Entries from a pointing dataset |
────────

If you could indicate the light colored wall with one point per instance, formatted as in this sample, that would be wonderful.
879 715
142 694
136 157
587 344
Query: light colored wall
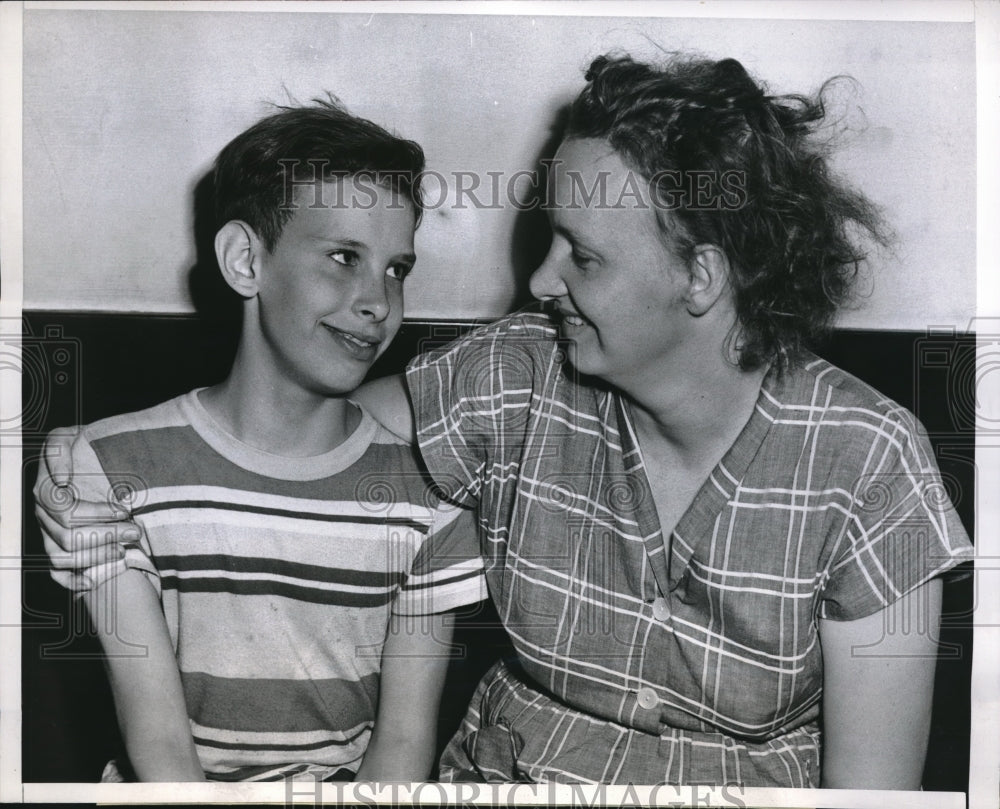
124 110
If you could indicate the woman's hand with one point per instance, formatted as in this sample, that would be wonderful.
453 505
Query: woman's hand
79 530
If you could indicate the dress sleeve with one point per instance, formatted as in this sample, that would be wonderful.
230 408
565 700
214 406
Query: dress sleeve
448 570
472 401
90 483
901 532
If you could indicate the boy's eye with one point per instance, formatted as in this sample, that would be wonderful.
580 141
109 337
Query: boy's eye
399 271
346 257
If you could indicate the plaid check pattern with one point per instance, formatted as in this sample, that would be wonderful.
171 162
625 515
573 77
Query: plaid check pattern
692 658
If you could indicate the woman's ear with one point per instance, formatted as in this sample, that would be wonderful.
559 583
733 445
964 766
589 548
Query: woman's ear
708 278
236 247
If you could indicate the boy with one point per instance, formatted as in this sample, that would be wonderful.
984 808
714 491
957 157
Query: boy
283 530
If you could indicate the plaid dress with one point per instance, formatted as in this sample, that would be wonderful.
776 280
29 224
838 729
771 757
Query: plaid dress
688 659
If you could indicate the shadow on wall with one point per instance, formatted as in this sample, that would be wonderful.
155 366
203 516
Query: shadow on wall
532 234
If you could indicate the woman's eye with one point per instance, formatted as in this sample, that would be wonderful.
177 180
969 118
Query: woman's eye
398 271
346 257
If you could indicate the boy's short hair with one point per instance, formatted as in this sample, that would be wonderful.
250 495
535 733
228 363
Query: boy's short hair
256 173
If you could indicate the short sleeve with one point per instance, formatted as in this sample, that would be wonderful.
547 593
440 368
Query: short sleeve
901 532
447 571
472 400
90 483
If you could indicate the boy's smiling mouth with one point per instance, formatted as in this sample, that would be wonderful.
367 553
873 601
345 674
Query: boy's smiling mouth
360 346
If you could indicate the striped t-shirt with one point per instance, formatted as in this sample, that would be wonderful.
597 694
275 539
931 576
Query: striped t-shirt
277 576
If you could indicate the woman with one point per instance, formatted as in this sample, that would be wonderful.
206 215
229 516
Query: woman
695 530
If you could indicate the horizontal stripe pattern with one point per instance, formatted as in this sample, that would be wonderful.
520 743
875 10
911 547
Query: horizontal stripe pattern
277 590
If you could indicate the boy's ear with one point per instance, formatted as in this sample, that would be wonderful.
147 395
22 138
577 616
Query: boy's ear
236 247
708 275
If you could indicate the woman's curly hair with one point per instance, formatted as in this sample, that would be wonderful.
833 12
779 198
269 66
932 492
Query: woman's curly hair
786 225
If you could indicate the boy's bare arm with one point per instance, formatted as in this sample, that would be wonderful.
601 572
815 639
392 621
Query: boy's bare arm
145 681
414 665
388 400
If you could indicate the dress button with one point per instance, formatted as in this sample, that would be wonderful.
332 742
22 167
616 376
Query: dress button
647 698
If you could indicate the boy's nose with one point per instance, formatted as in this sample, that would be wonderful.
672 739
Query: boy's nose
546 282
372 302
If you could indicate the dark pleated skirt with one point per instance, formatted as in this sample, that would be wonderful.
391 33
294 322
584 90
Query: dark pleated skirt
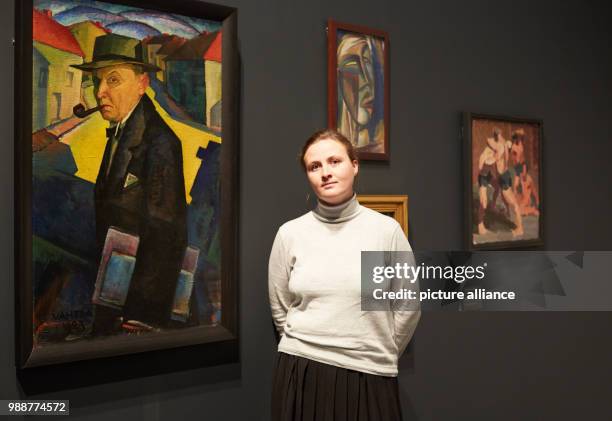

────────

Exercise aim |
Collect every line above that contains the string "short", treating case as significant.

Task response |
If you could indicate the boy's short hair with one point per instance, formatted as in this sample, that would be wonderful.
Query: boy's short hair
If you could indicate the short sleeve with one point per instance, formatted as in this sample, that would be wonderful.
Query: short sleeve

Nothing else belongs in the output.